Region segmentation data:
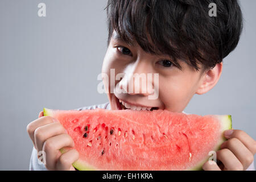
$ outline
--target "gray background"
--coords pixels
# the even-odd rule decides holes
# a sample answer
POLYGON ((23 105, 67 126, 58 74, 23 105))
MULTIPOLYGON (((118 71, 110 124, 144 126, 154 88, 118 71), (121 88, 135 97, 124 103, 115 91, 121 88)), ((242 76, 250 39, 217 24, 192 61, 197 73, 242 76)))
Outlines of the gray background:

INSTRUCTIONS TO FOLLOW: Write out every line above word for word, omitting the pictures.

COMPLETED EXERCISE:
$ outline
--target "gray background"
--coords pixels
# the even-odd rule decides holes
# a sample answer
POLYGON ((23 105, 67 126, 58 74, 23 105))
MULTIPOLYGON (((118 71, 110 124, 144 126, 154 88, 118 71), (121 88, 135 97, 124 103, 115 91, 121 88)), ((242 76, 250 39, 217 24, 192 61, 197 73, 242 76)))
Outlines of the gray background:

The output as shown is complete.